TASK LIST>
1. From the ACE forum thread, print everything from "Total arp entries" down to "state is OUTOFSERVICE.".
2. In the ARP table in the ACE forum thread, which IP addresses have the type INTERFACE?
3. Pick up the ACE forum thread after its last sentence and write what comes next.

ACE4710/Admin# show arp

Context Admin

================================================================================

IP ADDRESS      MAC-ADDRESS        Interface  Type      Encap  NextArp(s) Status

================================================================================

10.78.2.1       00.12.da.10.3c.0a  vlan694   GATEWAY    5      38 sec       up

10.78.2.2       00.1b.24.3d.bc.8c  vlan694   INTERFACE  LOCAL     _         up

10.10.40.1      00.12.da.10.3c.0a  vlan697   LEARNED    8      10629 sec    up

10.10.40.2      00.1b.24.3d.bc.8c  vlan697   INTERFACE  LOCAL     _         up

10.10.40.3      00.50.56.94.2f.ba  vlan697   LEARNED    7      10589 sec    up

10.10.40.20     00.1b.24.3d.bc.8c  vlan697   VSERVER    LOCAL     _         up

10.10.50.1      00.12.da.10.3c.0a  vlan698   LEARNED    9      4601 sec     up

10.10.50.2      00.1b.24.3d.bc.8c  vlan698   INTERFACE  LOCAL     _         up

10.10.50.3      00.50.56.93.00.db  vlan698   RSERVER    10     235 sec      up

10.10.50.4      00.00.00.00.00.00  vlan698   RSERVER    -       * 1 req     dn

================================================================================

Total arp entries 10

Thanks.
Philip

Cisco Employee

Ask the Expert: Understanding and Troubleshooting ACE Loadbalanc

Hi Philip,

The VIP state is OUTOFSERVICE.

Can you remove the probe from serverfarm and check if the VIP changes to INSERVICE and serverfarm comes UP?

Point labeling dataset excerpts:

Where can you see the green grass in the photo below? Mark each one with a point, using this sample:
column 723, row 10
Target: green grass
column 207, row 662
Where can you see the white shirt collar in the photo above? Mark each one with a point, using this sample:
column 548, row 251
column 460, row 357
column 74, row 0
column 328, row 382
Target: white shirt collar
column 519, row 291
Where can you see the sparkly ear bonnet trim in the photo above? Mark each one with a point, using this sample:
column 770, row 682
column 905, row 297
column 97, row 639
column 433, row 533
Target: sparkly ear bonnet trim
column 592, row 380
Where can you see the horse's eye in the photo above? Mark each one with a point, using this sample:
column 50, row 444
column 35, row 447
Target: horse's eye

RESPONSES PER TASK>
1.
Total arp entries 10

Thanks.
Philip

Cisco Employee

Ask the Expert: Understanding and Troubleshooting ACE Loadbalanc

Hi Philip,

The VIP state is OUTOFSERVICE.

2.
10.78.2.2
10.10.40.2
10.10.50.2

3.
serverfarm host REAL_SERVERS

probe 1      <<<<<<<<<<<<<< REMOVE>>>>>>>>>>>>>>

VIP state: OUTOFSERVICE   <<<<<<<<<<<<<<<

Persistence Rebalance: DISABLED

curr conns : 0 , hit count : 24

dropped conns : 24

client pkt count : 36 , client byte count: 1728

server pkt count : 0 , server byte count: 0

conn-rate-limit : 0 , drop-count : 0

bandwidth-rate-limit : 0 , drop-count : 0

L7 Loadbalance policy : SLB_LOGIC

class/match : class-default

LB action :

primary serverfarm: REAL_SERVERS

state: DOWN  <<<<<<<<<<<<<<<<<<<<

Once VIP is INSERVICE check if you can ping the VIP - 10.10.40.20 from 6500.

If it still shows OUTOFSERVICE after removing the probe send me the output of "show serverfarm detail" & "show rserver detail"

Also can you check if you are able to ping 10.78.2.2 from 6500?

Regards,
Siva

New Member

Ask the Expert: Understanding and Troubleshooting ACE Loadbalanc

Hi Siva,

I can ping VIP (IP: 10.10.40.20) from 6500, also from the client-side (IP: 10.10.40.3), but I still can't browse from the VIP for both webservers when I tried http://10.10.40.20 from the client's web browser. I even see reset from the pcap.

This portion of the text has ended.